Find all lines with the word "below" in the material, then copy them.
*** Opening of RECORDS SHOWN ***
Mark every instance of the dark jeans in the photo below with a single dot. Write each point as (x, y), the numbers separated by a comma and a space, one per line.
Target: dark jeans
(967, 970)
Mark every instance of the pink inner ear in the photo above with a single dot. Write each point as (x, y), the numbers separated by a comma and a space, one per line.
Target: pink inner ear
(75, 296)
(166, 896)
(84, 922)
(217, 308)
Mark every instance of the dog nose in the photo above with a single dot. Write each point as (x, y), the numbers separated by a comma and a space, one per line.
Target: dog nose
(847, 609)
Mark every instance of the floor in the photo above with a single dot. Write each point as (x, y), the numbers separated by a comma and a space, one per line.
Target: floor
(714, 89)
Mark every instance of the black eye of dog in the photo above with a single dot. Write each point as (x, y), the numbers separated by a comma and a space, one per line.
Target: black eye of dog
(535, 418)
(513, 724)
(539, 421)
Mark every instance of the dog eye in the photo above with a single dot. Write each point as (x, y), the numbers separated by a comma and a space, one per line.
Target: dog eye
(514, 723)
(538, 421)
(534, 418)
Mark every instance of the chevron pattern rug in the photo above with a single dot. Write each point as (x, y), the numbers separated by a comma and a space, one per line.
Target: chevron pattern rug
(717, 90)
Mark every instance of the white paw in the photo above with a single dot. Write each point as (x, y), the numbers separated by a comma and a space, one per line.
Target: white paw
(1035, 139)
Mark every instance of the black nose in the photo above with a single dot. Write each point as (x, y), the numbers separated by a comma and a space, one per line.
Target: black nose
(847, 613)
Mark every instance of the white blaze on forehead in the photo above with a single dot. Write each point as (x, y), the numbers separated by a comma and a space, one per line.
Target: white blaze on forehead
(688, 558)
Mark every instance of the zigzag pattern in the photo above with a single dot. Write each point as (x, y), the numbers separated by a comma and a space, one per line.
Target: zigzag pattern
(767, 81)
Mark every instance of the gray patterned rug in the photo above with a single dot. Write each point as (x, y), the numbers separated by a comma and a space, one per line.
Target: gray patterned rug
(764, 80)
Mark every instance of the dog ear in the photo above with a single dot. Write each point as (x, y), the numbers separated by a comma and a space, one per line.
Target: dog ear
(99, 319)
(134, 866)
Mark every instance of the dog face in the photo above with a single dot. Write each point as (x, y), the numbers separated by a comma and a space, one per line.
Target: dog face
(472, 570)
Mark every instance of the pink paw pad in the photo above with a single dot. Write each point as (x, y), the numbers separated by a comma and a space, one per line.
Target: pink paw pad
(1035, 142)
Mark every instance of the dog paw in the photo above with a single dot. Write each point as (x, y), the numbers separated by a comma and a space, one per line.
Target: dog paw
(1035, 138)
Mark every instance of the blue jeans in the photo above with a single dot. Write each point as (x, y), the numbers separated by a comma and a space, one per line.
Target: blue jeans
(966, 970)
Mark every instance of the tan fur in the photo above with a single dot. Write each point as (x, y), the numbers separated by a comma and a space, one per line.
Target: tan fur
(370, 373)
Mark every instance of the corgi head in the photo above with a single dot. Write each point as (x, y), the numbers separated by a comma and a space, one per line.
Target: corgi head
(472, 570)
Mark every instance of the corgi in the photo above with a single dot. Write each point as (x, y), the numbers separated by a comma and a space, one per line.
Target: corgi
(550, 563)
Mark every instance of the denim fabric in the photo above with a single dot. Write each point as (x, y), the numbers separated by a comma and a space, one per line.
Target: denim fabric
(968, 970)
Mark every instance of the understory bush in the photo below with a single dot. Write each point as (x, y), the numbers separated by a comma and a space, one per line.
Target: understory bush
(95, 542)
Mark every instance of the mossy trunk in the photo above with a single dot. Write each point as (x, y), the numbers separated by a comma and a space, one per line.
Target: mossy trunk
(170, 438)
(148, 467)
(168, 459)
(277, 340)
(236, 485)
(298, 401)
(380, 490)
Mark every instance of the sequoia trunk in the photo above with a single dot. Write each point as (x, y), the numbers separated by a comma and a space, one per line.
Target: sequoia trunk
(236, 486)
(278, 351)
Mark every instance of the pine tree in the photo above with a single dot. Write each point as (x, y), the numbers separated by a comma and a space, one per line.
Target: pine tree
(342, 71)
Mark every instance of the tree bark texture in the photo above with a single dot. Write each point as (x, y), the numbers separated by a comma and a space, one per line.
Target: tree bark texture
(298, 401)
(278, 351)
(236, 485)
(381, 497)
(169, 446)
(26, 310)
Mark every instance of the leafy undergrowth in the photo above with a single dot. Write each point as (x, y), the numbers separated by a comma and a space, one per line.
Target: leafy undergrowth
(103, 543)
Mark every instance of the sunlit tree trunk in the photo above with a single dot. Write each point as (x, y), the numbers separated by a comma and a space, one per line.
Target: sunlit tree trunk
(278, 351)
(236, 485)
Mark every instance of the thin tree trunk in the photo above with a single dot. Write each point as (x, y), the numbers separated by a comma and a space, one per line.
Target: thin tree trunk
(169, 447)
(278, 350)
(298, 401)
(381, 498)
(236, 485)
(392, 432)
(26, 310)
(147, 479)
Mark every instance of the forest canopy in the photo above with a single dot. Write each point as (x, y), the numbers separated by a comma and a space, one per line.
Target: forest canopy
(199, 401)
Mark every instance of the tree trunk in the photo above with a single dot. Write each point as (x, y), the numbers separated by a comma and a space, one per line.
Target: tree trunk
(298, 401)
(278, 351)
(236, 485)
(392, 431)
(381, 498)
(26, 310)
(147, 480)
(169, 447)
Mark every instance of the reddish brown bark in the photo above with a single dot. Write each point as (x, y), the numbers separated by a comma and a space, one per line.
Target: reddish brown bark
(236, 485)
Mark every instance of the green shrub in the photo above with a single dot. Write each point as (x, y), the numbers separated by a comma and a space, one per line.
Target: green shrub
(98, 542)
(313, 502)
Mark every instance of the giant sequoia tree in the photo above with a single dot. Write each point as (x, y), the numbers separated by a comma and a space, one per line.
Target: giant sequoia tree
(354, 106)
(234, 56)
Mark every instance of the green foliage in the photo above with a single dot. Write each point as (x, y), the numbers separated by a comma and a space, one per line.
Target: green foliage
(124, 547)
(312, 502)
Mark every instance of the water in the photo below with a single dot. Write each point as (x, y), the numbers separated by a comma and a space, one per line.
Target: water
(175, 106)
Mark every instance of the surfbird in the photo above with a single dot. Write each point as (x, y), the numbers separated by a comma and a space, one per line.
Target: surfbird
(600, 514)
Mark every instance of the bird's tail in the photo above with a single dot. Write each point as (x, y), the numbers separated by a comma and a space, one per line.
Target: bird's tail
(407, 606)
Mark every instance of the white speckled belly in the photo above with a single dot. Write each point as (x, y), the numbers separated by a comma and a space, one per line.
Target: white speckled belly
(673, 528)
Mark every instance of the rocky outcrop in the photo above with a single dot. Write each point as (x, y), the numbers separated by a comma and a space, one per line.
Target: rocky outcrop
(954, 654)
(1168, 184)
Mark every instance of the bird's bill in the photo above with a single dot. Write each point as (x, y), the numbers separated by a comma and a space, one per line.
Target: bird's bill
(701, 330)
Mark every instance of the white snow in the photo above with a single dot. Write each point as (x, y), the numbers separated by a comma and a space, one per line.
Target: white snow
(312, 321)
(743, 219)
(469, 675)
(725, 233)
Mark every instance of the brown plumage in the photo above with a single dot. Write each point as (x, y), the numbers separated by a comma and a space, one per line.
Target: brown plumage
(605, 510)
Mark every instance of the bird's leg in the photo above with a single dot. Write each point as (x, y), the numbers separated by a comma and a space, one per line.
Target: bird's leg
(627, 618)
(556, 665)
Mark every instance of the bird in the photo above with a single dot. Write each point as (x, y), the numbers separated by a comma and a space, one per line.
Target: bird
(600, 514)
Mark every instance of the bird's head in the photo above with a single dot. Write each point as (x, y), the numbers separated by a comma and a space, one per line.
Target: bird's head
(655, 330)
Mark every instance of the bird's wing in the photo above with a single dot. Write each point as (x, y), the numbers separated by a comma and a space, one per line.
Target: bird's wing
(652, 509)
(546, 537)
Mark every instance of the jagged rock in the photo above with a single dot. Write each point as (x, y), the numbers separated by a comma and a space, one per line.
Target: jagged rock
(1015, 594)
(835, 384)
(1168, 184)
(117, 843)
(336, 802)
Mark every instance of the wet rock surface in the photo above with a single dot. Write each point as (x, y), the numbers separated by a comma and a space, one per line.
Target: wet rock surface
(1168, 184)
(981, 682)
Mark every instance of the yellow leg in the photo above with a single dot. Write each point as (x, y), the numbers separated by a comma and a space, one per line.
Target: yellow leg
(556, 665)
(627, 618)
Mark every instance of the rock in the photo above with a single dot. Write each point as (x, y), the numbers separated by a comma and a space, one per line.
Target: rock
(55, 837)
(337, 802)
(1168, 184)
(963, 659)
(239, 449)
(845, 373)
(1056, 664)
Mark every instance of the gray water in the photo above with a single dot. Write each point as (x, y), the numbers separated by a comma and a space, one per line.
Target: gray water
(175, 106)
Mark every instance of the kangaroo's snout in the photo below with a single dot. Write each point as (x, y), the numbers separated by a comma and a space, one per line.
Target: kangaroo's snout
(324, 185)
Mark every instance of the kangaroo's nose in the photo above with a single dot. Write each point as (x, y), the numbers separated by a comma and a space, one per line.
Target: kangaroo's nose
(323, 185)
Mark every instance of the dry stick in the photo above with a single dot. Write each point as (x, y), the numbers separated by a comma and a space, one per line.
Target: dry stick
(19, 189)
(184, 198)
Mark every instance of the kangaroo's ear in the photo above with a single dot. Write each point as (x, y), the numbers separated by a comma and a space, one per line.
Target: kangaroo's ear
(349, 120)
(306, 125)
*** Close of RECORDS SHOWN ***
**TASK ANSWER:**
Mark every instance of the dark jeans in the photo below with a single dot. Write each point as (x, y), the numbers separated by a comma and a space, one per line.
Mark every instance of the understory bush in the photo below with a single dot. Write each point as (x, y), the numbers separated by a comma and a space, one per line.
Mark every instance of the water in the photo below with a single dot. Write each point as (x, y), the numbers separated by a comma and a space, one per line.
Mark every instance of the kangaroo's snout in the photo below with a single dot. Write each point as (x, y), the numbers separated by a comma and a space, one per line.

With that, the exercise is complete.